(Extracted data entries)
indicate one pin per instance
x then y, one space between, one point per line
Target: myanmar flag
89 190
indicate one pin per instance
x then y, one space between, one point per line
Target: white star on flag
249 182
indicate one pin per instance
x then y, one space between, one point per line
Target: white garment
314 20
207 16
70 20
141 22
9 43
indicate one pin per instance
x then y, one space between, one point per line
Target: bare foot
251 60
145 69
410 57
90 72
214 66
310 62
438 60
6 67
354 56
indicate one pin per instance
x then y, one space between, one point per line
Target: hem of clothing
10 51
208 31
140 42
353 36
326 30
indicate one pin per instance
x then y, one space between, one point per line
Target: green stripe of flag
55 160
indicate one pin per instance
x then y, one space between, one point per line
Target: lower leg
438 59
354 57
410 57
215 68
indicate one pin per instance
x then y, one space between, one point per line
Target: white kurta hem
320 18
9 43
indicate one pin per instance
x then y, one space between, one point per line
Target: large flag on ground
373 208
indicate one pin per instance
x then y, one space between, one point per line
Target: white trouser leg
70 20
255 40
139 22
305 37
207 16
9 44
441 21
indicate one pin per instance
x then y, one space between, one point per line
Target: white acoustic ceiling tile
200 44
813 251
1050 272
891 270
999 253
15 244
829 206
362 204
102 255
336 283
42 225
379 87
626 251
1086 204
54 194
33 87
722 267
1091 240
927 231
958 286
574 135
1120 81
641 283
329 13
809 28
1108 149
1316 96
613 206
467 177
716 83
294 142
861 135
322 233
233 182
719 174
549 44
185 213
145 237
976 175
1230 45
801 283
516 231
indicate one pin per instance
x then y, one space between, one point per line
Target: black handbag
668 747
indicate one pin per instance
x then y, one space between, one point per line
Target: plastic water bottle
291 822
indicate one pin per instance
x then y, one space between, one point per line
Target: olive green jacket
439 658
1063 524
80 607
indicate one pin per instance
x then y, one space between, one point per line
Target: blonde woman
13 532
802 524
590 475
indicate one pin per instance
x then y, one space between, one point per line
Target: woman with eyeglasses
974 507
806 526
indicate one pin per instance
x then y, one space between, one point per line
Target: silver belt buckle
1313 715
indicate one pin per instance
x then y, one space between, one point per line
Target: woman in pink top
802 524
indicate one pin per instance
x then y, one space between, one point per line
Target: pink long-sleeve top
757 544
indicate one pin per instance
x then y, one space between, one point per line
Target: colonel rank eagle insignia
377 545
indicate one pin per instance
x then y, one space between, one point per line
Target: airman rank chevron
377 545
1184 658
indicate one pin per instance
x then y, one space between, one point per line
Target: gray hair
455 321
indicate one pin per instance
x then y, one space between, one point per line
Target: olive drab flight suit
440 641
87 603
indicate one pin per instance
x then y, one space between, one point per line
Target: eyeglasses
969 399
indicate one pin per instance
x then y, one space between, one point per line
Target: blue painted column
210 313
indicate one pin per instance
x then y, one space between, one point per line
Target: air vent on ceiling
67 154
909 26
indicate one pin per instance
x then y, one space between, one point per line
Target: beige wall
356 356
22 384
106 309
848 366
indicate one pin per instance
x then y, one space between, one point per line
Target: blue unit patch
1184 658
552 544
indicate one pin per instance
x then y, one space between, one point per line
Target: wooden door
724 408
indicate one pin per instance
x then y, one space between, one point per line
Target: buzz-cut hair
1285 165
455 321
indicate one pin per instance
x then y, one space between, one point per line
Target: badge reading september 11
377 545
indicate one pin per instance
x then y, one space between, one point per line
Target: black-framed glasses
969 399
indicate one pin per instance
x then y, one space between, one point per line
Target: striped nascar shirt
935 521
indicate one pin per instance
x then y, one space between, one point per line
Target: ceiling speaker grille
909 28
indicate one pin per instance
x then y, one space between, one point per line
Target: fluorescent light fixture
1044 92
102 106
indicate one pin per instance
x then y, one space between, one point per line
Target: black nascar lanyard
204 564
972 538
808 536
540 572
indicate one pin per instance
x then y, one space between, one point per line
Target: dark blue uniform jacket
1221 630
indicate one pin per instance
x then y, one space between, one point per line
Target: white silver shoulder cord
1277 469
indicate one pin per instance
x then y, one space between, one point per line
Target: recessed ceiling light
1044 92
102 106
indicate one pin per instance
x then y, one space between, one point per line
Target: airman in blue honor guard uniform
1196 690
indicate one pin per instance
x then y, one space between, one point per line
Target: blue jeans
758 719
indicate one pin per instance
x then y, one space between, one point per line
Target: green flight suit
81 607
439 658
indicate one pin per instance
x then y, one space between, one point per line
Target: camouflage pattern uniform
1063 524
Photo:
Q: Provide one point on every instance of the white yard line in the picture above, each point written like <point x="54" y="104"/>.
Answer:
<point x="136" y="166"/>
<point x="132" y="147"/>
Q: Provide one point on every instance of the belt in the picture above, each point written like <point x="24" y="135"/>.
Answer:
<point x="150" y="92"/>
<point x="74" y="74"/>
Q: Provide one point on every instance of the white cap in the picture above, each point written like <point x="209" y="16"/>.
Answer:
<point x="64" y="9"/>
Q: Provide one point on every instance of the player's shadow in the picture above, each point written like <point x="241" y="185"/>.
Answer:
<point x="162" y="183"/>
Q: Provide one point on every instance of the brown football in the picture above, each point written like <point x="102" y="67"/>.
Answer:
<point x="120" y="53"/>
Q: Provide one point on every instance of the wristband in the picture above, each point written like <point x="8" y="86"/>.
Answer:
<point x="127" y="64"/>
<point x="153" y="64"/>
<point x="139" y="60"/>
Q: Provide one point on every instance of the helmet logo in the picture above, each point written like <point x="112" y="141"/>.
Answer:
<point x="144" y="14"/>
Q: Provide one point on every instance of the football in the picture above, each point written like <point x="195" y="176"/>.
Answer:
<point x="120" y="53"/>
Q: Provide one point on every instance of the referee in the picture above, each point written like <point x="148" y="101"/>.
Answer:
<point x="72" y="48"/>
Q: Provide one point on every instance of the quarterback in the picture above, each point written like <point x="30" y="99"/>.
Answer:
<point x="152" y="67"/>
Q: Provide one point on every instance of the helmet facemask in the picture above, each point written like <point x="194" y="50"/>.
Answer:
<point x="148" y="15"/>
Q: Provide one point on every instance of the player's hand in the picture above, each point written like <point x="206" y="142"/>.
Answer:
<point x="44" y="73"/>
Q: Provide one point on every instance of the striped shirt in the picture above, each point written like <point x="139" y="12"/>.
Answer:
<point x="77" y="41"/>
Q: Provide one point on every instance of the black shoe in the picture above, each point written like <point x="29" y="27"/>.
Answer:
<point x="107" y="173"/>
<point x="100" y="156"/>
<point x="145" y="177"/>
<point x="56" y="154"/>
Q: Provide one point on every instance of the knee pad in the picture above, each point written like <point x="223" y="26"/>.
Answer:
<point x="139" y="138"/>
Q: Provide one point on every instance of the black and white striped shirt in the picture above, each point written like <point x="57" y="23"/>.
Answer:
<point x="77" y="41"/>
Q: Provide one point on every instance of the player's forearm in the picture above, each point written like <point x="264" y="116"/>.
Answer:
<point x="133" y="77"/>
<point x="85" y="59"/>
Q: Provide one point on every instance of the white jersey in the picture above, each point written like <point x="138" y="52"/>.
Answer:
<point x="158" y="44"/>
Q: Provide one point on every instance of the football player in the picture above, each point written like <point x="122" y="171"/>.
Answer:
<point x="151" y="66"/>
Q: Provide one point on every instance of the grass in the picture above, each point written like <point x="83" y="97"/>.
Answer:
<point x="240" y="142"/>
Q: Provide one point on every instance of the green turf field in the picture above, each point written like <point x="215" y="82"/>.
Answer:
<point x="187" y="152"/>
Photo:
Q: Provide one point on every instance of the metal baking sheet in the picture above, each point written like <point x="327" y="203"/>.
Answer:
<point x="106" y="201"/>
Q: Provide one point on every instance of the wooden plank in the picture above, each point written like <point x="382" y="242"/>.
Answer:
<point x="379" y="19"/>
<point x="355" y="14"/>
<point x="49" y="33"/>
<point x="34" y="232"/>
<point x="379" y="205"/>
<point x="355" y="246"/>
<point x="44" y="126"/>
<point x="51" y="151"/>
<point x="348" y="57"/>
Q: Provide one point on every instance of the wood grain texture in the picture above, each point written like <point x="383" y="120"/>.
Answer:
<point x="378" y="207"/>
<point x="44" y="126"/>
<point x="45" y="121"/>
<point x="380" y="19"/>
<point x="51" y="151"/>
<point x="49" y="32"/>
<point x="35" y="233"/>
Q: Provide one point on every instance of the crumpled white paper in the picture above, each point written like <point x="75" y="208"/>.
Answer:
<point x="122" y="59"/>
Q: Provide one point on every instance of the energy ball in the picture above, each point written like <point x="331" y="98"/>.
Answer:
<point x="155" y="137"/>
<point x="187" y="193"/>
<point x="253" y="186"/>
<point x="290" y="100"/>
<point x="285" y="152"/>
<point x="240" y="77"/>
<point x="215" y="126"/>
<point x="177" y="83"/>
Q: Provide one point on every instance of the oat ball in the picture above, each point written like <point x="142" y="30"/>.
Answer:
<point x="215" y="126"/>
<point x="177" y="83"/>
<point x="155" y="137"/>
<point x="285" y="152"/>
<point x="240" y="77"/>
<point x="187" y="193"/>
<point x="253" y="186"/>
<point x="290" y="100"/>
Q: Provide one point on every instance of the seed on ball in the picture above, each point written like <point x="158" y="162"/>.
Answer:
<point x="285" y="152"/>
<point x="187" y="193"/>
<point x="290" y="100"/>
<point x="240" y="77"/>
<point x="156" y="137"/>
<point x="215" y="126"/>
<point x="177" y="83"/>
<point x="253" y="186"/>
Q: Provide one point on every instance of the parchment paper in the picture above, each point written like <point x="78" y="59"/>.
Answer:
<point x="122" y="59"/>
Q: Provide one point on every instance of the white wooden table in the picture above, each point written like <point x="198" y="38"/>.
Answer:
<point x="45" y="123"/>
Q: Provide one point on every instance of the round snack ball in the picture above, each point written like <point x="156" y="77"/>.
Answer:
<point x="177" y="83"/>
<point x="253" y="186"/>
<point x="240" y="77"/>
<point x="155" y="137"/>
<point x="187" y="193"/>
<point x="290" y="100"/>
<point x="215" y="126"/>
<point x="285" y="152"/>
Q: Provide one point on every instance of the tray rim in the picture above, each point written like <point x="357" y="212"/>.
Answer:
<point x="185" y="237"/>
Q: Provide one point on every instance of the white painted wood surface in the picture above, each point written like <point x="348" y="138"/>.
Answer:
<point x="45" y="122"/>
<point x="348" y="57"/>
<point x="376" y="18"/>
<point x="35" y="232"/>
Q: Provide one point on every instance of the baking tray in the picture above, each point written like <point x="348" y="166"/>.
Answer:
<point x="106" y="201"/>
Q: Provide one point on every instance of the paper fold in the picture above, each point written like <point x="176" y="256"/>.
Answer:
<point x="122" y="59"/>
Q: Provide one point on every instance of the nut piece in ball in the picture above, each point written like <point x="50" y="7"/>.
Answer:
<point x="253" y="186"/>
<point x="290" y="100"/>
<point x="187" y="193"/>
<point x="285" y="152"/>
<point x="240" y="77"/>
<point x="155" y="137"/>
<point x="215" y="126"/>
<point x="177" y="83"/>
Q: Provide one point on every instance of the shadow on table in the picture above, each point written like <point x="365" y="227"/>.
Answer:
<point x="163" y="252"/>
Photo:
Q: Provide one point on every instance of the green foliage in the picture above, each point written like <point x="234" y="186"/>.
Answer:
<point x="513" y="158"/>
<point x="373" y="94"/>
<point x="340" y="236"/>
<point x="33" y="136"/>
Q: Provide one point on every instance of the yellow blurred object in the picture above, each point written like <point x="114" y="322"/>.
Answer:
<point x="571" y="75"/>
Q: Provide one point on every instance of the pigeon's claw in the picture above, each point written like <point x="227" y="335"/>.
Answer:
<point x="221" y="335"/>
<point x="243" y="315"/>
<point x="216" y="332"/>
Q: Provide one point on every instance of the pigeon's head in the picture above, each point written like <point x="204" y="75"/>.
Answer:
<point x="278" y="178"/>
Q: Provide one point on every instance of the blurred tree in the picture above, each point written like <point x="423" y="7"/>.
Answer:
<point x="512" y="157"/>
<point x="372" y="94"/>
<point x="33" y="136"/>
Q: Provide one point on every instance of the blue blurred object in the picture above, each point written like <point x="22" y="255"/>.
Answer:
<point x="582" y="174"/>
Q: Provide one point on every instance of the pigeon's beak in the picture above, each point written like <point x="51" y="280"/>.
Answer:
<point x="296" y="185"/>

What to do:
What is needed is the number of lines in the data that hold the word "tray", with nothing added.

Task output:
2